## AIM OF THE EXERCISE
Look through the entries and count each line that includes the string "block". Reply with the number alone.

(EXCERPTED RECORDS)

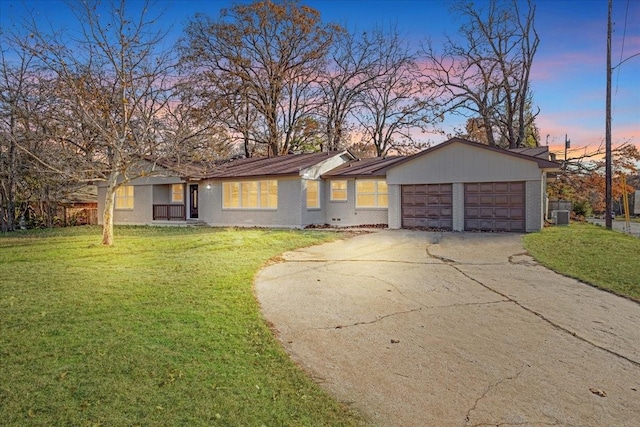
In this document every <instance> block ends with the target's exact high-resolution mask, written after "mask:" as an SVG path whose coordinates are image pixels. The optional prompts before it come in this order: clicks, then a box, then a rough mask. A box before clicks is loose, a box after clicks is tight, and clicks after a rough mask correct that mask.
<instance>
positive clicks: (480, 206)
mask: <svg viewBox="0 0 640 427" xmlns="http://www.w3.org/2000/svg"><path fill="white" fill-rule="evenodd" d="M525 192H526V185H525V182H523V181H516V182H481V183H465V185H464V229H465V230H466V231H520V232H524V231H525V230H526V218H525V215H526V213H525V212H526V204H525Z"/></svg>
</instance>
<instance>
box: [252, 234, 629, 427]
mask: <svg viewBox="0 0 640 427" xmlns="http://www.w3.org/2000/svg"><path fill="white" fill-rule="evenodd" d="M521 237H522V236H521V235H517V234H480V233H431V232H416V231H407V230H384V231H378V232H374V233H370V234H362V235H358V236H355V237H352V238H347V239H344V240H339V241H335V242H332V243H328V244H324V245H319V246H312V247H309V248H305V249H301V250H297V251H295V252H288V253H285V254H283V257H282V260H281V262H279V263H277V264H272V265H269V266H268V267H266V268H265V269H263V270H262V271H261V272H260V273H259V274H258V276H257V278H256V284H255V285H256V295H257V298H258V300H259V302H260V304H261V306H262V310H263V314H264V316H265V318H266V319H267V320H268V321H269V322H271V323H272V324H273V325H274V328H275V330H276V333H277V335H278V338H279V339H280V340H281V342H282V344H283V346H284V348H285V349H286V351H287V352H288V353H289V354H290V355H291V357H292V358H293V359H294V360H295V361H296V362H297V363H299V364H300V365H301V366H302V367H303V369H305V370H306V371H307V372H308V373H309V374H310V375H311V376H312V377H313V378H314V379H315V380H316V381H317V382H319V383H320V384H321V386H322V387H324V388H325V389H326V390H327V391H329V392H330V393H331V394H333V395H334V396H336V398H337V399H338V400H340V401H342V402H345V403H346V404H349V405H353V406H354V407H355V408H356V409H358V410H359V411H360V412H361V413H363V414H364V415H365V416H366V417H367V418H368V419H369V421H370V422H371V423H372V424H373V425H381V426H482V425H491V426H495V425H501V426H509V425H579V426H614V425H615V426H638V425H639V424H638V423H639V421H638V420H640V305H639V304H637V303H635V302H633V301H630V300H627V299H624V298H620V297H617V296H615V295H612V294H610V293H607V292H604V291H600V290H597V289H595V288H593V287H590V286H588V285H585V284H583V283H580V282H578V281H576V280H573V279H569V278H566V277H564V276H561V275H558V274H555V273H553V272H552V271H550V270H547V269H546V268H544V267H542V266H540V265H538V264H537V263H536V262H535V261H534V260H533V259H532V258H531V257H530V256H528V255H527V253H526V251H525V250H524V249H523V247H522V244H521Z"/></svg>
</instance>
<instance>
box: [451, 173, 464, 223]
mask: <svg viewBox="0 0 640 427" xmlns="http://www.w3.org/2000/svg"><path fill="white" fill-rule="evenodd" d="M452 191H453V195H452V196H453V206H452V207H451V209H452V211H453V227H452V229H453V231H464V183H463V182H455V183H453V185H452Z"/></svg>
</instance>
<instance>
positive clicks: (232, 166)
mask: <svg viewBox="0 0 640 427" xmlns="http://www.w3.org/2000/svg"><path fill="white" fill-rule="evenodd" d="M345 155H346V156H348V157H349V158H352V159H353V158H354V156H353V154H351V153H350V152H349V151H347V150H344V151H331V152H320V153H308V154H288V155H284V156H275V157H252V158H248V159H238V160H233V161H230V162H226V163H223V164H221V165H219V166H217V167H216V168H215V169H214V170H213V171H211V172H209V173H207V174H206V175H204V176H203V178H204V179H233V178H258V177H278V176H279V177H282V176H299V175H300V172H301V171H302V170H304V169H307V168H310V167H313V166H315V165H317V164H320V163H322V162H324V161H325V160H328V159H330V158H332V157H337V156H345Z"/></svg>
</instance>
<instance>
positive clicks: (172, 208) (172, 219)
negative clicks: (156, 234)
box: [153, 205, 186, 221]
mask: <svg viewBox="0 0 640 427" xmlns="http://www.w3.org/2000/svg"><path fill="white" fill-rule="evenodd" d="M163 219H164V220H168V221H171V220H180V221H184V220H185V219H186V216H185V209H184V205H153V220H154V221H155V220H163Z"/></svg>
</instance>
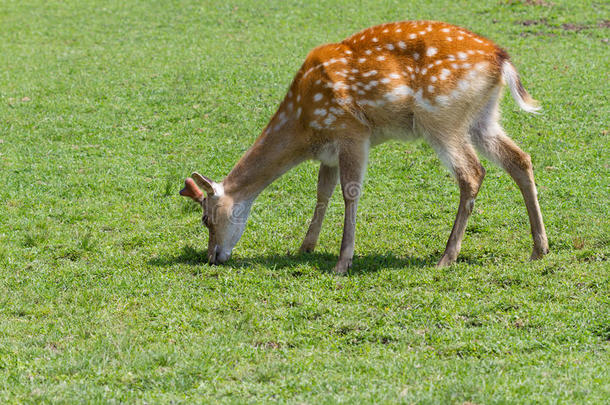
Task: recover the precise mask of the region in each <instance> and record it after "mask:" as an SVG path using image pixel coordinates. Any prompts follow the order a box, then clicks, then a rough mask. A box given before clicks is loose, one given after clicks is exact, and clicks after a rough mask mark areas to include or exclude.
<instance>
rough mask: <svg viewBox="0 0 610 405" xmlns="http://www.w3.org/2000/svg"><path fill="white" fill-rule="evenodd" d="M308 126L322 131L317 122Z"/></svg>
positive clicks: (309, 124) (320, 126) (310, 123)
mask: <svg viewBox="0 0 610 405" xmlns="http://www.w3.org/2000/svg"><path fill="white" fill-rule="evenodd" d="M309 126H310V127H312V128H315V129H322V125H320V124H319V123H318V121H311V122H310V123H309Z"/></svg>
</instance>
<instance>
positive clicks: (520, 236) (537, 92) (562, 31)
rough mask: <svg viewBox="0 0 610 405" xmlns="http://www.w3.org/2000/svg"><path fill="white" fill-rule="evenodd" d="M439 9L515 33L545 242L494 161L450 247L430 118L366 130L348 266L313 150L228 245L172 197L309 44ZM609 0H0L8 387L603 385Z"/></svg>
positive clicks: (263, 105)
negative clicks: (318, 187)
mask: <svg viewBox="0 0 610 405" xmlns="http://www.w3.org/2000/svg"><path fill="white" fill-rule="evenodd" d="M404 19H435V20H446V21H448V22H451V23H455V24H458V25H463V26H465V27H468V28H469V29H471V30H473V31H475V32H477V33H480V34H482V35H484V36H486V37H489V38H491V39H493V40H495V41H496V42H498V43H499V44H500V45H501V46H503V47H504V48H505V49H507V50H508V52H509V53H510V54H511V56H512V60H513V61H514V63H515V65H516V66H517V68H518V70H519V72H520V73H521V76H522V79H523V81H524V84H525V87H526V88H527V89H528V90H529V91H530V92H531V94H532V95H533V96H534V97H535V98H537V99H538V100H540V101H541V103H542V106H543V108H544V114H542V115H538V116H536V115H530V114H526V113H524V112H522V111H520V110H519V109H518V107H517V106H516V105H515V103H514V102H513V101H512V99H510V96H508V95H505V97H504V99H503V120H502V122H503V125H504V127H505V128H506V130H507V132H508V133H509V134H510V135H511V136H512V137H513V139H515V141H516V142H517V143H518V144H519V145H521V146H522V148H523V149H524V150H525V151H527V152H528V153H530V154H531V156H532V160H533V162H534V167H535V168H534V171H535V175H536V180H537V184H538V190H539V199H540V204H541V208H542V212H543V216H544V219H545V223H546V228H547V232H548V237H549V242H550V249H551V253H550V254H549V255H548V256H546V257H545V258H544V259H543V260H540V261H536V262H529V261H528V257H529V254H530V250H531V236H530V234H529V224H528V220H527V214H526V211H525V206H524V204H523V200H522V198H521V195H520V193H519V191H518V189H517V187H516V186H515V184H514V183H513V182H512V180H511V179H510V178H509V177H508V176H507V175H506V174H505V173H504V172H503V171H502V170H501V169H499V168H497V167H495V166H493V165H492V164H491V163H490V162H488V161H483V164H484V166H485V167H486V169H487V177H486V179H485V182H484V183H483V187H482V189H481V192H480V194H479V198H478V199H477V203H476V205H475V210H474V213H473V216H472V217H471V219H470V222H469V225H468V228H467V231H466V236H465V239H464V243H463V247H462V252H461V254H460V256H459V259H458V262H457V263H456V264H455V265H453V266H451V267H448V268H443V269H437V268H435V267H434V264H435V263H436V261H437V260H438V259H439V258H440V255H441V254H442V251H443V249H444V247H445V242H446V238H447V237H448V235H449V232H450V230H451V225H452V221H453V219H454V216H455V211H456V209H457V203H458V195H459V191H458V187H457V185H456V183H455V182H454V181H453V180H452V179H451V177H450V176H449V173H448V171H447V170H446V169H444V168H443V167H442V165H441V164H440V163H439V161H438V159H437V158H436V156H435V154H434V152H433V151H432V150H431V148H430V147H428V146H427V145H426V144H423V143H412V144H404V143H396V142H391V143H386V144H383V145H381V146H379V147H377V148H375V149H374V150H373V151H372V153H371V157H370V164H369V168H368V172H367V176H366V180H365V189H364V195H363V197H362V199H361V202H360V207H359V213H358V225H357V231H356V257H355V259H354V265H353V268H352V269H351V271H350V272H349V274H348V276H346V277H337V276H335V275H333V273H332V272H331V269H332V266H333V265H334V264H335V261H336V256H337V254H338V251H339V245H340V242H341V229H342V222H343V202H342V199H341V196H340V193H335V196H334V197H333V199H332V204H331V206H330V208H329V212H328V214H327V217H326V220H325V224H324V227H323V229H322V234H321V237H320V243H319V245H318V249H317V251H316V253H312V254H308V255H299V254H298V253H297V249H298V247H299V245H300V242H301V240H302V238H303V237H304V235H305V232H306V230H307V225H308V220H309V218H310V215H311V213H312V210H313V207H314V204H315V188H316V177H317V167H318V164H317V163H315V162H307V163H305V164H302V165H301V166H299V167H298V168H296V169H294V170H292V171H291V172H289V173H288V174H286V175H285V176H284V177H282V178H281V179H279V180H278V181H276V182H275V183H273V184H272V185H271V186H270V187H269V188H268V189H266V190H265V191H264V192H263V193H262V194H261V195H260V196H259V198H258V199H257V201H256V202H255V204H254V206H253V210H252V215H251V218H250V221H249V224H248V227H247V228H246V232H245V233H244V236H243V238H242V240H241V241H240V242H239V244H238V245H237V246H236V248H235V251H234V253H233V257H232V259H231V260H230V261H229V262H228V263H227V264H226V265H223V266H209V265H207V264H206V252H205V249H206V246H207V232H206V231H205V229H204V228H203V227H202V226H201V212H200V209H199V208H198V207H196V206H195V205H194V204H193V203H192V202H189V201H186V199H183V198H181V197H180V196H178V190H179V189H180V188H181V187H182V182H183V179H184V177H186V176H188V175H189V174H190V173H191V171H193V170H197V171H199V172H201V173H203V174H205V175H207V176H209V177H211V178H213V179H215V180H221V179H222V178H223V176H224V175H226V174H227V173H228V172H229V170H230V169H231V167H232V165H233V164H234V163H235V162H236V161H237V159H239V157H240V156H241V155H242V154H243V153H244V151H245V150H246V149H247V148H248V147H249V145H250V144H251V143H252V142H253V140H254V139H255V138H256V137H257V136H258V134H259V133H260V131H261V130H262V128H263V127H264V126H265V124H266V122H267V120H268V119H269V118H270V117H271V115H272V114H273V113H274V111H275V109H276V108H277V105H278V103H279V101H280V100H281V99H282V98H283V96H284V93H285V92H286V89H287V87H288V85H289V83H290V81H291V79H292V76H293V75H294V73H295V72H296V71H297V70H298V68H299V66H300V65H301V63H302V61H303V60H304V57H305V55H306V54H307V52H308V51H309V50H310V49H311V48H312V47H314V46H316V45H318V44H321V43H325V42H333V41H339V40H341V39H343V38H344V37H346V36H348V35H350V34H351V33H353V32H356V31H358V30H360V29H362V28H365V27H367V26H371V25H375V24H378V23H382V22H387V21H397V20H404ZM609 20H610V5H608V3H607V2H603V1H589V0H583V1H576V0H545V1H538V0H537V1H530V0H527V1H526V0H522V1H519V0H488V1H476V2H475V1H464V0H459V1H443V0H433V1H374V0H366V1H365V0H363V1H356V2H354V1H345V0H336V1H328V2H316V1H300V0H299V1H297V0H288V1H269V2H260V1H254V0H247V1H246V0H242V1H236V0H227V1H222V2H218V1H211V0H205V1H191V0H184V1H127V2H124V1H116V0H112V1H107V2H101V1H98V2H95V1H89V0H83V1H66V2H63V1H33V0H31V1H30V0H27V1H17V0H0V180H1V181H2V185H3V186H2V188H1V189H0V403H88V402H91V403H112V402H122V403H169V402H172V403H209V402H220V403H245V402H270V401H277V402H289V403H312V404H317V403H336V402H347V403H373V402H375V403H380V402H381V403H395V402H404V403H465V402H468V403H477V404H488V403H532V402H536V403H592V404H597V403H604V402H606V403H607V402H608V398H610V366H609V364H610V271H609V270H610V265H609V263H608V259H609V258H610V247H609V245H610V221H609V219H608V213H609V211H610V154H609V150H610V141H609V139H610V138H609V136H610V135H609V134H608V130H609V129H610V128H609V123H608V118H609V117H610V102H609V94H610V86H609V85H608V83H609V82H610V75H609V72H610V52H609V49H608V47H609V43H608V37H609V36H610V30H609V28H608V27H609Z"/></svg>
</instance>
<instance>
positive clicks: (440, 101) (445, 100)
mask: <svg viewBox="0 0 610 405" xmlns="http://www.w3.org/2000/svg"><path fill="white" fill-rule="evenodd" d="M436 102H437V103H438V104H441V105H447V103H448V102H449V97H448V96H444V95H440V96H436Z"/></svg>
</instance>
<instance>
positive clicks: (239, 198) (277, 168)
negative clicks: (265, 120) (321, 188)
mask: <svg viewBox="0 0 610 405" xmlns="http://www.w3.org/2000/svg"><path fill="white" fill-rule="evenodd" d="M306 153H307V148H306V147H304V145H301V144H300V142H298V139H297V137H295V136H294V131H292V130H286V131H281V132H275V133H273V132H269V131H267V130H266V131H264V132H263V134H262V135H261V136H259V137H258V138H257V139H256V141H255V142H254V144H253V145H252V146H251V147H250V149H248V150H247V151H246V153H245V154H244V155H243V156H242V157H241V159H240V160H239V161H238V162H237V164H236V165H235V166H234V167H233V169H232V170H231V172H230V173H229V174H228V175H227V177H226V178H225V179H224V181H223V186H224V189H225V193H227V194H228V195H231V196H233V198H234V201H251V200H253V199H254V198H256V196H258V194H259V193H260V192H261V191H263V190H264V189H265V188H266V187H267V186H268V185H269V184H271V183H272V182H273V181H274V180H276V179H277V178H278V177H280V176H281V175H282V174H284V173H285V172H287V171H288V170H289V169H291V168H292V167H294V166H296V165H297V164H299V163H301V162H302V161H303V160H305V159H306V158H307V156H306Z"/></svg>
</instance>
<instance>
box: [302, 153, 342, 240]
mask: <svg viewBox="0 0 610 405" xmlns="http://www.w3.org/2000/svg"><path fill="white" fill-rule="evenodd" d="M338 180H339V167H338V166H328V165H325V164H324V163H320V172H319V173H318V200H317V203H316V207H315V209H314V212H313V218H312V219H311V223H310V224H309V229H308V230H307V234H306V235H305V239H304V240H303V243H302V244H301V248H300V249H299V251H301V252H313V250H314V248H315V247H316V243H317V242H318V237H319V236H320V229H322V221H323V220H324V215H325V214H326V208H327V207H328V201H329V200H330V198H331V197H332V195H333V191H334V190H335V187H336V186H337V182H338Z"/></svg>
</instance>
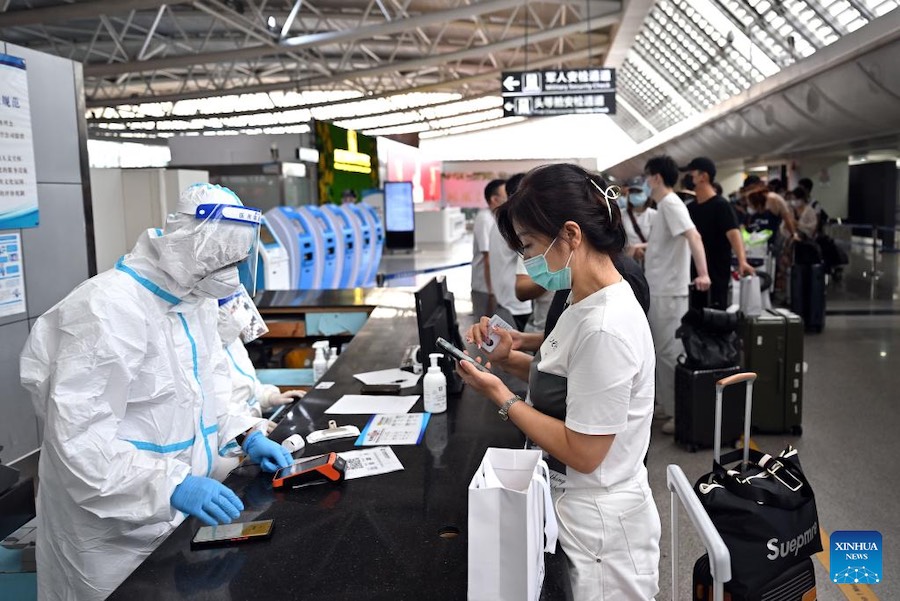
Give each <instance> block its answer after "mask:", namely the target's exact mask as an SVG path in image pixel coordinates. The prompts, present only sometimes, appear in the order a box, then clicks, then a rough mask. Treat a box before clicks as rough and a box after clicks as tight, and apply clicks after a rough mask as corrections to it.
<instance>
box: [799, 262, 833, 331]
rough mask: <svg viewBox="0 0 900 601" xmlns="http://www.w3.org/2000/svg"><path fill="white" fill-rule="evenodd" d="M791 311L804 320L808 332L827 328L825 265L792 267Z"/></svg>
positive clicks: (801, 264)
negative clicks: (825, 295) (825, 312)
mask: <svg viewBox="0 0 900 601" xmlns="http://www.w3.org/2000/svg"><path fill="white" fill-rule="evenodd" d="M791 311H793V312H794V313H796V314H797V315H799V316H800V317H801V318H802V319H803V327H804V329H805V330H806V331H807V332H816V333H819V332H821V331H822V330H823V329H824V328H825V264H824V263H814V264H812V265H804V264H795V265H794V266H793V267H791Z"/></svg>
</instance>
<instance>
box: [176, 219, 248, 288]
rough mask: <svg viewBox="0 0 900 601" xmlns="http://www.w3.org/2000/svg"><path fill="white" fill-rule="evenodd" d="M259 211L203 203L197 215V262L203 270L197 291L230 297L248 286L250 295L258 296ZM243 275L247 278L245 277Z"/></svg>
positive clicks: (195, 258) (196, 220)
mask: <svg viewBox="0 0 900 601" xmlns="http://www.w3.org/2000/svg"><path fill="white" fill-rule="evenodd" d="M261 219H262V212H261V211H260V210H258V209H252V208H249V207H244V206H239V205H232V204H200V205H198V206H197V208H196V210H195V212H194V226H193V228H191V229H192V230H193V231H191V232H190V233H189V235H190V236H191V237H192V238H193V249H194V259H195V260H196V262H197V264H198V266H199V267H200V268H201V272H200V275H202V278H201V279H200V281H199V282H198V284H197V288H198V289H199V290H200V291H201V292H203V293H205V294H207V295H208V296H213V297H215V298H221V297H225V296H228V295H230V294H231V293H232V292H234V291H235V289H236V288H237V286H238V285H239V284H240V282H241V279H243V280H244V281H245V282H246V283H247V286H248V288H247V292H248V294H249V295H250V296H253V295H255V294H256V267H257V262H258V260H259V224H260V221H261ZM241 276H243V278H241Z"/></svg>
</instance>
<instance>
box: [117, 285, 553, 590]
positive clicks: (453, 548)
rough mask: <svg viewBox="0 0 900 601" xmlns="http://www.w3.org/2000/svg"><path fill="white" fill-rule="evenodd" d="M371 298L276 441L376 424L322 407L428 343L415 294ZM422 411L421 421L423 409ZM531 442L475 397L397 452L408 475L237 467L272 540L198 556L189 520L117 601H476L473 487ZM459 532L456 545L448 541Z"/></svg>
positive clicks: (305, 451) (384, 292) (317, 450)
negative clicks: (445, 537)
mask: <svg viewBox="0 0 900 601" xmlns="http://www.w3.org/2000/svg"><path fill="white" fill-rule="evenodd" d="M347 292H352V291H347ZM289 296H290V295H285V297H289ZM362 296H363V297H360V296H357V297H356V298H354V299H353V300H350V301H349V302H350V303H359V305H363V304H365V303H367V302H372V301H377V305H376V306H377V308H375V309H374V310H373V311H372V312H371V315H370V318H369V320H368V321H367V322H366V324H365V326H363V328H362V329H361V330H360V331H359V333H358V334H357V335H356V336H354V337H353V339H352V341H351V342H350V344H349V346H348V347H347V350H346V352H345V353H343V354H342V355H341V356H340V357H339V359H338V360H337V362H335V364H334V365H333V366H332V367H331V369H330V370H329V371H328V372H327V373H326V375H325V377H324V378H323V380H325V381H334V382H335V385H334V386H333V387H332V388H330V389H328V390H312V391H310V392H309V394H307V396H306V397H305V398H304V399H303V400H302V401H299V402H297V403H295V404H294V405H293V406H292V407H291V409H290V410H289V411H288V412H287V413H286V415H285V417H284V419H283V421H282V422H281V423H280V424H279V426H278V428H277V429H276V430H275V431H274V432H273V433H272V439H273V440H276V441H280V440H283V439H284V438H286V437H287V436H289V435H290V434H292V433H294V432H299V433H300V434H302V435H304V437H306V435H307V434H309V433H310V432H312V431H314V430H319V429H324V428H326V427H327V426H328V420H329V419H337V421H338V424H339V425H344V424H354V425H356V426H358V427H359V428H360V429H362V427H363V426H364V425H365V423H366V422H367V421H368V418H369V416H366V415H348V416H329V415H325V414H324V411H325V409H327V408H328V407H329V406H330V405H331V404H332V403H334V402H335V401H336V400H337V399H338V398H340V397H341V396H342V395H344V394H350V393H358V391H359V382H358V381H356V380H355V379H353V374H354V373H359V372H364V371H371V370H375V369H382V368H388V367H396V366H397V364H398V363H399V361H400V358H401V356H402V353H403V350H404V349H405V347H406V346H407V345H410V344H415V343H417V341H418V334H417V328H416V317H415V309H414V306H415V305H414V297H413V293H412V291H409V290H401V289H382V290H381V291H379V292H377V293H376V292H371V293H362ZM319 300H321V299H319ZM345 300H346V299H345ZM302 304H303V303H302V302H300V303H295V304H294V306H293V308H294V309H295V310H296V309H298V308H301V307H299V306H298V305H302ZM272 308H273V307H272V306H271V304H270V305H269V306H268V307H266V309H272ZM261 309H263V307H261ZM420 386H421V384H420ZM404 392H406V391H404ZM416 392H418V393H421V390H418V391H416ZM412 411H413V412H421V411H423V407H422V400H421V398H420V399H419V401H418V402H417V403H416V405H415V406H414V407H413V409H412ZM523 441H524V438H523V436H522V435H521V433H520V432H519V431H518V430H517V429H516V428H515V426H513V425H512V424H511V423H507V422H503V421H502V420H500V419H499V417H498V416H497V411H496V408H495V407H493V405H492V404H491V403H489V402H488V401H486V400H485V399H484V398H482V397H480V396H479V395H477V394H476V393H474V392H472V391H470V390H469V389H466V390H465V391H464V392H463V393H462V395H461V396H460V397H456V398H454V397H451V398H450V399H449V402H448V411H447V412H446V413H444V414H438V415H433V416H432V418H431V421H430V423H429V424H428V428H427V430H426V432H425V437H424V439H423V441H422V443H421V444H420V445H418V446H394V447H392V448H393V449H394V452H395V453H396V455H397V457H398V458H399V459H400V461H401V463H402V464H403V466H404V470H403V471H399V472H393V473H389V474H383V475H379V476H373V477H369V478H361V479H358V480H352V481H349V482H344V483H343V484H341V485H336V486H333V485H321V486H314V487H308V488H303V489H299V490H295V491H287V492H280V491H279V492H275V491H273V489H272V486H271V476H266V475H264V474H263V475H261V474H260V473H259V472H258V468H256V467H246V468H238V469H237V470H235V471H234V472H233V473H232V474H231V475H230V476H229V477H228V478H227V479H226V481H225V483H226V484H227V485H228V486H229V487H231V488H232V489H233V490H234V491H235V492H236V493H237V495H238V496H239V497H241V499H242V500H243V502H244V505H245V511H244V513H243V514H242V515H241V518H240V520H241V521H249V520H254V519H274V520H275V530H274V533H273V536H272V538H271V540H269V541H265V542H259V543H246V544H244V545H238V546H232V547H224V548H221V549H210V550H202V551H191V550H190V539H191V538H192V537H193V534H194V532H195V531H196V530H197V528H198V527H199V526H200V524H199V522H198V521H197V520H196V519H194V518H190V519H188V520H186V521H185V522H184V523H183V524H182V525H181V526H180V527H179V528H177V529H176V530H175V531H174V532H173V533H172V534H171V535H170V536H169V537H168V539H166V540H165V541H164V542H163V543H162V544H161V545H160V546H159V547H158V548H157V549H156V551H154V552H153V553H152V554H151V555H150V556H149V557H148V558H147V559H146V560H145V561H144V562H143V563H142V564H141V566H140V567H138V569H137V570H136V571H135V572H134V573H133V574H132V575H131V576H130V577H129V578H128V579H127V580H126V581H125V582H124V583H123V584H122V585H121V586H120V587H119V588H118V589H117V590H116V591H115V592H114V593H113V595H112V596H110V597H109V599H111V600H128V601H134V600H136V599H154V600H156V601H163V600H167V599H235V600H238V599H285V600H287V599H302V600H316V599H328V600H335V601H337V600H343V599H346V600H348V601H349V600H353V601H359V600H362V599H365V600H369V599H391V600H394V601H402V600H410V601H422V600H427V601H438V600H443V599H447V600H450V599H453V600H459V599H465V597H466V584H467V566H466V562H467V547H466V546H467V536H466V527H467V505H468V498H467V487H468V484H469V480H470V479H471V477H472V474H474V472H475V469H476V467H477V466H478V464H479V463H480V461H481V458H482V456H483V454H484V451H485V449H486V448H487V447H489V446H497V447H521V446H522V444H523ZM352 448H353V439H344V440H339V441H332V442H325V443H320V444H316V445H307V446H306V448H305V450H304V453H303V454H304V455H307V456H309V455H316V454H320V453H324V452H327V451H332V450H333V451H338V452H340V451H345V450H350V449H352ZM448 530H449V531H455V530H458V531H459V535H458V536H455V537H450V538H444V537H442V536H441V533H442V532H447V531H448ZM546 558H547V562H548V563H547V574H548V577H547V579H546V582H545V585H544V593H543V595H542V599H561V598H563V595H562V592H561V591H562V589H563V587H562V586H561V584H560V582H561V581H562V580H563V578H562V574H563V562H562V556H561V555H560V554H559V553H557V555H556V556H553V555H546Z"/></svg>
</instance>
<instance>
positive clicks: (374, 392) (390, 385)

(End EXCERPTED RECORDS)

## RESULT
2